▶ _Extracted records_
§ §

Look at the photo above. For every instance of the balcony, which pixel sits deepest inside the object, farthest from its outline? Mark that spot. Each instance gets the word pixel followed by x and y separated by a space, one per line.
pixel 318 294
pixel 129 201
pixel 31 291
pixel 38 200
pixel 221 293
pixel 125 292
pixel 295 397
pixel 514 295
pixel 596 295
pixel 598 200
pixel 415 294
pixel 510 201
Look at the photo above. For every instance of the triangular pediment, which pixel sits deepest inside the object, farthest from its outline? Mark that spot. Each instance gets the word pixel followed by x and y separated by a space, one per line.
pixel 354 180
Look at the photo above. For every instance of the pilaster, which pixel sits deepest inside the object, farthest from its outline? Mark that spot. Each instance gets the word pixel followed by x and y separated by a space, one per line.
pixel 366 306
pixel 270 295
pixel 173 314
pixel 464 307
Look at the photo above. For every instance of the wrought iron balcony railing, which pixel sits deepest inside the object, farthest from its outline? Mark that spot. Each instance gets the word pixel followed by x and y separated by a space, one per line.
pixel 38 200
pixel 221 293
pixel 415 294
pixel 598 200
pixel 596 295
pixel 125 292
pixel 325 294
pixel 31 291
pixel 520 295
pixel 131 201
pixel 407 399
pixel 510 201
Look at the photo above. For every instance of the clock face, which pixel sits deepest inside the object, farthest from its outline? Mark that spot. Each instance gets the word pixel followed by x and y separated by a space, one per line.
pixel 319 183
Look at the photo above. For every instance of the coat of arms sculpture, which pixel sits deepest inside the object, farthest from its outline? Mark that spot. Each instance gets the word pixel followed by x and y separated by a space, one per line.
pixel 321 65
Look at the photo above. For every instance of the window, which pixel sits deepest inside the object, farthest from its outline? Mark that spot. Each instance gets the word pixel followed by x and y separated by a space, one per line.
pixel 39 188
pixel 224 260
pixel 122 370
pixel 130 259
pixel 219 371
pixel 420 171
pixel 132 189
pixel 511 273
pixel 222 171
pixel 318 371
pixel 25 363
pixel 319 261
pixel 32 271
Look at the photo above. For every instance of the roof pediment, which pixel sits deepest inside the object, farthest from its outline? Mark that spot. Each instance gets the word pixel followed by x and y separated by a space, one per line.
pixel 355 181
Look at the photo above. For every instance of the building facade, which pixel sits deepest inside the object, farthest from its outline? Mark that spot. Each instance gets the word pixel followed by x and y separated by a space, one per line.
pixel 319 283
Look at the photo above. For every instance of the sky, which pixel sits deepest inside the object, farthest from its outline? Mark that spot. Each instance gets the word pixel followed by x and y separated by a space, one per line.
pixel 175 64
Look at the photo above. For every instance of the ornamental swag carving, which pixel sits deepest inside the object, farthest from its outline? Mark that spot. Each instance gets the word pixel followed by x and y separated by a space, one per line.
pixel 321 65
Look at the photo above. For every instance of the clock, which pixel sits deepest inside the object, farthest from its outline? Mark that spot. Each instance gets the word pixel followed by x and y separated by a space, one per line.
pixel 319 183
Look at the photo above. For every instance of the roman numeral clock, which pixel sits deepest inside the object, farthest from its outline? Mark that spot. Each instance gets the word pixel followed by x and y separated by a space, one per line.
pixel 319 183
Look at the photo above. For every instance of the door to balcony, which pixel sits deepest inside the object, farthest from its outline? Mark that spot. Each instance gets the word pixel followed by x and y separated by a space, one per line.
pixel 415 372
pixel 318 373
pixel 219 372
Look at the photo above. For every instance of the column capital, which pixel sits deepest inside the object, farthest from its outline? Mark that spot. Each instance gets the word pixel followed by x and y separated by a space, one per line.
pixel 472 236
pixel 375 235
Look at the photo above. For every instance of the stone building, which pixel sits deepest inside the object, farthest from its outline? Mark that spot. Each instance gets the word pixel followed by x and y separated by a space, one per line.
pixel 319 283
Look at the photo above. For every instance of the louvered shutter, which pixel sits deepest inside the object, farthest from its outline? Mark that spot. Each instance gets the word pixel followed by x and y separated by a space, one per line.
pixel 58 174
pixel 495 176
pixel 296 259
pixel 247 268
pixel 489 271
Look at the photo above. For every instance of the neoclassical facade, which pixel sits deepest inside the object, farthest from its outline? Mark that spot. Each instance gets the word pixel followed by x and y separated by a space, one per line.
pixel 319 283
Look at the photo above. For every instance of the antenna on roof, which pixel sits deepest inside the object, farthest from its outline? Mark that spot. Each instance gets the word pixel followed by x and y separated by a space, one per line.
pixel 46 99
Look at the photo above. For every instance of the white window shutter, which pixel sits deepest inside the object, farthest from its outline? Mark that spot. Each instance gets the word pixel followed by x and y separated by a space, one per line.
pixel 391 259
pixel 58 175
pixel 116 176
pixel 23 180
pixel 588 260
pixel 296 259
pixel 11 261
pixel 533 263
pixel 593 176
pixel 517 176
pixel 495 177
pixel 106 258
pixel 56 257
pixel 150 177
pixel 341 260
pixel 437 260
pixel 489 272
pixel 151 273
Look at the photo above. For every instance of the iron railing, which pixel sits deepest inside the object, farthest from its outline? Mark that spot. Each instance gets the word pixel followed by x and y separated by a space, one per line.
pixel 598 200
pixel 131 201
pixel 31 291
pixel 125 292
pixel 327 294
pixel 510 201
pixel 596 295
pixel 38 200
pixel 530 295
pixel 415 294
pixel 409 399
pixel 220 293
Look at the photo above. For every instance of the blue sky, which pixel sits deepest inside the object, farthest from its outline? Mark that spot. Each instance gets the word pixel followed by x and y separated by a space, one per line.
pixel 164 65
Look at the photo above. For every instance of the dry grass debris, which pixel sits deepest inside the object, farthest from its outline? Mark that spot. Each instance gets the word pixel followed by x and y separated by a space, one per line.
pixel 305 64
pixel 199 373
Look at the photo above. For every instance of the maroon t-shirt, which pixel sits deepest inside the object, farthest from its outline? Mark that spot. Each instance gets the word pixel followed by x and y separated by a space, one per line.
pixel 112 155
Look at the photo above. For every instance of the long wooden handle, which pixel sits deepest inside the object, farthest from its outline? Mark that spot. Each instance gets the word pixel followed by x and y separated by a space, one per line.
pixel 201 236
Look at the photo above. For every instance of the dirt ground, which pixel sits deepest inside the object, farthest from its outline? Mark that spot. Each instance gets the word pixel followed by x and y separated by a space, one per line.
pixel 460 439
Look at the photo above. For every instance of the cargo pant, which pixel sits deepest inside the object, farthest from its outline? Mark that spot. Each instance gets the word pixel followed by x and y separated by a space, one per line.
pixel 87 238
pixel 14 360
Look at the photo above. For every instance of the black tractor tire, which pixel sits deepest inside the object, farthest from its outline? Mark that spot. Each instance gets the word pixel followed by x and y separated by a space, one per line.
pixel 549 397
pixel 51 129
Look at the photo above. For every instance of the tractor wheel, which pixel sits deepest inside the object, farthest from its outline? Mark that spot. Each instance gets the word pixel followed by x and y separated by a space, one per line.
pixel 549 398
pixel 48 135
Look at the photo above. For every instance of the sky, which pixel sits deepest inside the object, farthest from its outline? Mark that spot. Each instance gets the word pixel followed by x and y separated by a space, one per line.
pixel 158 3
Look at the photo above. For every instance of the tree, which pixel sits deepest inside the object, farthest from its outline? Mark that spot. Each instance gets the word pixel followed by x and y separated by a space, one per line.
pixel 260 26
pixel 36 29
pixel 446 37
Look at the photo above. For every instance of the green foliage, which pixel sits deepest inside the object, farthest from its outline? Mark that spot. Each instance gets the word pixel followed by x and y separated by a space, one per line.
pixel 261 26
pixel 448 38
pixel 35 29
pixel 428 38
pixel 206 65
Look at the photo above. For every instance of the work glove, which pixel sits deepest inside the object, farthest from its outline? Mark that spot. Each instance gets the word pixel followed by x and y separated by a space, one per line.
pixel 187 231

§ §

▶ _Work item_
None of the records may be omitted; each is to be printed exactly.

▶ _Written solution_
Look at the photo above. For every instance of the balcony, which pixel sits deepest inside the object, farthest from its outline? Mark that spot. Each instance gets the word pixel followed by x and y separated by a space, one per line.
pixel 318 294
pixel 129 201
pixel 31 291
pixel 38 200
pixel 221 293
pixel 125 292
pixel 295 397
pixel 514 295
pixel 596 295
pixel 598 200
pixel 415 294
pixel 510 201
Look at the photo above. For every instance of the triangular pediment, which pixel sits deepest inside the object, farthest from its outline? Mark that spot. Each instance gets the word pixel followed by x and y separated by a space, one per line.
pixel 354 180
Look at the photo above. For every instance of the pilaster, which pixel sits deepest inside the object, farthest from its outline? Mark that spot. Each instance gets the word pixel followed by x and y separated by a space, one per line.
pixel 366 306
pixel 270 295
pixel 173 314
pixel 464 307
Look at the photo above. For every instance of the wrought iron balcony railing, which pixel sits deepest inside the object, farthest from its outline? Mark that spot. Each instance gets the word pixel followed by x and y separated by a space, one per line.
pixel 38 200
pixel 221 293
pixel 415 294
pixel 598 200
pixel 596 295
pixel 125 292
pixel 325 294
pixel 31 291
pixel 520 295
pixel 131 201
pixel 407 399
pixel 510 201
Look at the photo above. For every instance of the clock face, which pixel sits deepest inside the object, farthest from its outline? Mark that spot. Each instance gets the word pixel followed by x and y separated by a space, one per line.
pixel 319 183
Look at the photo above. For every instance of the coat of arms sculpture, which pixel sits deepest inside the object, farthest from its outline? Mark that spot. Each instance gets the word pixel followed by x and y separated by a space, one per line.
pixel 321 65
Look at the photo above. For every instance of the window, which pixel sits deepest inside the object, farthest from its outline? Mark that spot. Each instance gets the word pixel followed by x and y separated by a space, one per line.
pixel 39 188
pixel 224 260
pixel 122 370
pixel 130 259
pixel 219 371
pixel 420 171
pixel 132 189
pixel 511 273
pixel 222 171
pixel 318 371
pixel 25 363
pixel 319 261
pixel 32 271
Look at the photo above. For every instance of the roof pediment, which pixel sits deepest inside the object, farthest from its outline? Mark that spot. Each instance gets the word pixel followed by x and y separated by a space, one per line.
pixel 355 181
Look at the photo above. For every instance of the building facade, which pixel sits deepest inside the object, farthest from its outline? Mark that spot. Each instance gets the word pixel followed by x and y separated by a space, one per line.
pixel 319 283
Look at the photo above. For every instance of the sky, which pixel sits deepest inside the object, farthest from its outline? Mark that spot. Each instance gets the word pixel followed by x and y separated by a space, one per line.
pixel 175 64
Look at the photo above. For every instance of the ornamental swag carving, which pixel sits deepest inside the object, farthest from its outline? Mark that spot. Each instance gets the word pixel followed by x and y separated by a space, one per line.
pixel 321 65
Look at the photo above. For every instance of the clock, which pixel sits deepest inside the object, farthest from its outline? Mark that spot. Each instance gets the word pixel followed by x and y separated by a space, one per line.
pixel 319 183
Look at the photo above. For every instance of the roman numeral clock, which pixel sits deepest inside the object, farthest from its outline? Mark that spot. Each instance gets the word pixel followed by x and y separated by a space, one per line.
pixel 319 183
Look at the photo above. For every instance of the door to balcony, which pixel sits deepest inside the object, farthest from its outline? Mark that spot. Each instance gets the word pixel followed by x and y separated by a space, one per line.
pixel 415 372
pixel 318 373
pixel 219 372
Look at the photo above. For every instance of the column capital, which pixel sits deepest inside the object, farthest from its outline? Mark that spot. Each instance gets the word pixel followed by x and y separated by a space, one per line.
pixel 472 236
pixel 375 235
Look at the photo above. For every instance of the stone building, which pixel sits deepest inside the object, farthest from its outline? Mark that spot. Each instance gets the word pixel followed by x and y separated by a space, one per line.
pixel 319 283
Look at the photo above. For every instance of the louvered shutter, which pixel sits deepest inside the object, farthest from its outline? Mark that spot. Each instance gets the word pixel followed by x and y separated by a space, one per line.
pixel 58 174
pixel 495 176
pixel 296 259
pixel 247 268
pixel 489 271
Look at the photo above. For every instance of the neoclassical facade, which pixel sits deepest inside the object, farthest from its outline? Mark that spot. Each instance gets the word pixel followed by x and y separated by a space, one per line.
pixel 319 283
Look at the photo above. For every instance of the antenna on roof, which pixel sits deepest inside the object, farthest from its outline? Mark that spot. Each instance gets the word pixel followed by x and y separated by a space, one per line.
pixel 46 99
Look at the photo above. For every instance of the white window shutter, which pixel sits deepest inside the object, farthest from its outline? Mark that spot. Each instance gets the word pixel followed by x and y separated by a space, one per line.
pixel 391 259
pixel 58 175
pixel 116 176
pixel 23 180
pixel 588 260
pixel 296 259
pixel 11 261
pixel 533 263
pixel 593 176
pixel 517 176
pixel 495 177
pixel 106 258
pixel 56 257
pixel 150 177
pixel 341 260
pixel 437 260
pixel 489 272
pixel 151 273
Look at the photo above. For every instance of the iron railing, which pixel sits deepest inside the object, farthest from its outline? Mark that spot. Each instance gets the word pixel followed by x and y separated by a space, one per line.
pixel 598 200
pixel 131 201
pixel 31 291
pixel 125 292
pixel 327 294
pixel 510 201
pixel 596 295
pixel 38 200
pixel 530 295
pixel 415 294
pixel 409 399
pixel 220 293
Look at the photo above. For every instance of the blue sky, which pixel sits deepest inside the object, farthest from its outline? Mark that spot. Each instance gets the word pixel followed by x and y separated by a space, one per line.
pixel 164 65
Look at the photo above. For every instance of the dry grass debris, which pixel sits deepest inside the object, farthest from its outline? Mark that spot. Each instance gets the word pixel followed by x and y separated by a space, one per line.
pixel 305 64
pixel 199 373
Look at the photo above. For every instance of the maroon t-shirt, which pixel sits deepest inside the object, farthest from its outline? Mark that spot. Each instance gets the word pixel followed by x and y separated by a space, one per line.
pixel 112 155
Look at the photo above. For every instance of the long wooden handle, which pixel sits deepest inside the object, farthest from its outline? Mark that spot. Each instance gets the word pixel followed by x and y separated by a space, one per line.
pixel 201 236
Look at the photo above. For every instance of the dirt ground, which pixel sits deepest inside the object, farthest from its outline? Mark that spot. Each instance gets the word pixel followed by x and y separated by a space, one per line.
pixel 460 439
Look at the photo above. For every instance of the cargo pant, which pixel sits deepest inside the object, farthest from its outline? Mark that spot. Each instance gets the word pixel followed by x and y separated by a space, one per line.
pixel 87 238
pixel 14 360
Look at the photo above. For every instance of the black tractor tire, which pixel sits deepest inside the object, farthest from its outline? Mark that spot. Each instance gets the word pixel followed by x and y separated by a space, one per line.
pixel 549 397
pixel 51 129
Look at the photo above. For every instance of the tractor wheel, which pixel sits deepest inside the object, farthest from its outline? Mark that spot. Each instance gets the word pixel followed by x and y separated by a space, one per line.
pixel 549 398
pixel 48 135
Look at the photo above. For every instance of the sky, which pixel sits deepest inside the object, farthest from its outline? Mark that spot. Each instance gets the word pixel followed by x and y separated by a space, one per line.
pixel 158 3
Look at the photo above. For every instance of the tree, which pixel sits deepest inside the object, farthest from its outline? Mark that spot. Each instance gets the word pixel followed by x and y separated by a space, one per line.
pixel 260 26
pixel 36 29
pixel 446 37
Look at the photo above. For every instance of the green foliage, which pixel sits deepest inside the object, farthest from its outline? Mark that spot. Each instance gets the word pixel followed by x and y separated by a space, one per line.
pixel 261 26
pixel 448 38
pixel 35 29
pixel 428 38
pixel 206 65
Look at the photo above. For every instance of the work glove, which pixel sits deepest inside the object, farthest from its outline? Mark that spot. Each instance gets the word pixel followed by x and y separated by a space, one per line.
pixel 187 231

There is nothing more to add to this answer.